» Textauszug
Online-Nachricht - Mittwoch, 17.07.2013

Kindergeld | Abzweigungsberechtigung des Sozialhilfeträgers (BFH)

Der Sozialhilfeträger ist grundsätzlich nicht abzweigungsberechtigt, wenn er Leistungen der Grundsicherung bei Erwerbsminderung nach §§ 41 ff. SGB XII für ein Kind mit Schwerbehinderung zahlt, das im Haushalt des Kindergeldberechtigten untergebracht ist (; veröffentlicht am ).

Hintergrund: Nach § 74 Abs. 1 Satz 1 EStG kann das für ein Kind festgesetzte Kindergeld an das Kind ausgezahlt werden, wenn der Kindergeldberechtigte gegenüber dem Kind seiner gesetzlichen Unterhaltspflicht nicht nachkommt. Die Auszahlung kann gemäß § 74 Abs. 1 Satz 4 EStG auch an die Person oder Stelle erfolgen, die dem Kind Unterhalt gewährt.
Sachverhalt: Streitig ist, ob und ggf. in welcher Höhe dem Kläger - einem Landkreis - ein Anspruch auf Abzweigung des Kindergelds für den schwerbehinderten Sohn der Mutter, der bei ihr lebt, aus deren Anspruch auf Kindergeld zusteht. Familienkasse und FG der ersten Instanz hatten einen solchen Anspruch, wie nun auch der BFH, verneint.
Hierzu führten die Richter des BFH weiter aus:

  • Die Voraussetzungen für eine Abzweigung des Kindergeldes sind nicht gegeben - jede andere Entscheidung wäre ermessenswidrig.

  • Bei der Ausübung des Ermessens, ob und in welcher Höhe das Kindergeld an Sozialleistungsträger abzuzweigen ist, sind nach der Rechtsprechung des BFH auch geringe Unterhaltsleistungen der Eltern zu berücksichtigen. Sind die Leistungen mindestens so hoch wie das Kindergeld, ist eine Abzweigung nicht ermessensgerecht.

» Material
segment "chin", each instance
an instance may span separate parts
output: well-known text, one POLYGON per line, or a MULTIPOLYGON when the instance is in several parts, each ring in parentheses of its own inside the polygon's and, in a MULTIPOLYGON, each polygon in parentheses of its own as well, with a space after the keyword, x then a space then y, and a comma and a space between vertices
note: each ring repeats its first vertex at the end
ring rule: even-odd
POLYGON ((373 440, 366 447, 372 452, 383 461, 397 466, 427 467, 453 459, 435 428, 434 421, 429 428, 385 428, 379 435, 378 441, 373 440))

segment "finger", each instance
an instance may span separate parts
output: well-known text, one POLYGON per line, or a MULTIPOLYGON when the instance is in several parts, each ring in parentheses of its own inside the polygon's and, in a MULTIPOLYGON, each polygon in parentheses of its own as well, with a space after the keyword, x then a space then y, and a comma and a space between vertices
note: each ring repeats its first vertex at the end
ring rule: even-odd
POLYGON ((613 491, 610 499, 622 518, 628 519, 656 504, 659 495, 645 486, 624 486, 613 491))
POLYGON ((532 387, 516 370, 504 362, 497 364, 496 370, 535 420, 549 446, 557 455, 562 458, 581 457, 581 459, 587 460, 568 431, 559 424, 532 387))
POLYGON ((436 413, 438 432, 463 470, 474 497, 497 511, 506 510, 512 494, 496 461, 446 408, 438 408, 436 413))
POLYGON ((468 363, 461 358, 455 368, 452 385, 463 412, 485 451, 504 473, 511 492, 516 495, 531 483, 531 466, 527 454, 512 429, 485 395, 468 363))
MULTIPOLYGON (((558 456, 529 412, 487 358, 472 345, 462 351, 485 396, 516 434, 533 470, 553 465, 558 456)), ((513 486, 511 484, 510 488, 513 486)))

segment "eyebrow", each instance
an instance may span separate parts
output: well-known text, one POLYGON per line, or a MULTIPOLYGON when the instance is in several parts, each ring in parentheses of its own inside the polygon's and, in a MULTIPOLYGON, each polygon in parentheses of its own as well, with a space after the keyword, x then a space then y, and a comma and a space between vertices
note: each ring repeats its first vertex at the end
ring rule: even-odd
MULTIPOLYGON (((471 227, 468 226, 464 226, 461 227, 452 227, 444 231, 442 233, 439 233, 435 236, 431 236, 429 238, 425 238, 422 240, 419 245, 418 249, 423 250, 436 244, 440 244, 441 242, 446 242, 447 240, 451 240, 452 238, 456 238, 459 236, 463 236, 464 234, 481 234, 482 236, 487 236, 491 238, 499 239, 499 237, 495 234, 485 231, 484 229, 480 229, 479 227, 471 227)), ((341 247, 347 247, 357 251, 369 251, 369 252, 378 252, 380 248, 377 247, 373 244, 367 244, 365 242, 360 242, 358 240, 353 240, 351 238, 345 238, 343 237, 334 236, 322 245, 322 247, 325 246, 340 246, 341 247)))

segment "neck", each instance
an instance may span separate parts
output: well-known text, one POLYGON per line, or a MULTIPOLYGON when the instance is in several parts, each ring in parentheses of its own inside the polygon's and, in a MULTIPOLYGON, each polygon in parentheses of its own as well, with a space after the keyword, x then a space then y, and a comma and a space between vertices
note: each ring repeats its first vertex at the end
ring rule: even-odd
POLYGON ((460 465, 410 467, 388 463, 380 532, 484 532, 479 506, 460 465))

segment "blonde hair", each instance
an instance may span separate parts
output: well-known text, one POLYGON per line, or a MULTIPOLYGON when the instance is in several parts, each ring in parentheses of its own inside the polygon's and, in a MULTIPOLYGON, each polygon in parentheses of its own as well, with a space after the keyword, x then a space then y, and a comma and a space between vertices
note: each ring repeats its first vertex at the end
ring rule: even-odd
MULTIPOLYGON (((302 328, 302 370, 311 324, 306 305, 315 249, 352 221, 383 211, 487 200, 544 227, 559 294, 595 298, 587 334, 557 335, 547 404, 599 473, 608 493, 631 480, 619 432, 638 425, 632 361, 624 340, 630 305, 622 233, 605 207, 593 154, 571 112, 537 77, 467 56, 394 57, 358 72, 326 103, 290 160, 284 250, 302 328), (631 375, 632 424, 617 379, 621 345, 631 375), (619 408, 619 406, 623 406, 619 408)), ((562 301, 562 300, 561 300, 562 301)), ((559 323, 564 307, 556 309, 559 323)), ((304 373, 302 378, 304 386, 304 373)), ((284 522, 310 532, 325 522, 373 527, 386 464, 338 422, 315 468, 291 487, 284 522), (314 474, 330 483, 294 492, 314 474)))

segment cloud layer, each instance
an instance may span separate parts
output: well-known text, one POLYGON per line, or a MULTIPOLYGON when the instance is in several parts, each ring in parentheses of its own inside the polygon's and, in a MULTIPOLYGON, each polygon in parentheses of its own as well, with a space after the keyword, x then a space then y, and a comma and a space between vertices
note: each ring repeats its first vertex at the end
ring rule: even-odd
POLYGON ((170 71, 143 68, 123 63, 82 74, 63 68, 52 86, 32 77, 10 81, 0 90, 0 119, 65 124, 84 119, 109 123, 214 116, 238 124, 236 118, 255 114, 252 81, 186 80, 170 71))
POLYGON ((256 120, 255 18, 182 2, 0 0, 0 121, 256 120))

» Aufgabe
Liste jede Gesetzesvorschrift auf, die im Textauszug genannt wird, jeweils mit Paragraph und Gesetz. Maßgeblich ist allein der Textauszug.

» Antwort
- §§ 41 ff. SGB XII
- § 74 Abs. 1 Satz 1 EStG
- § 74 Abs. 1 Satz 4 EStG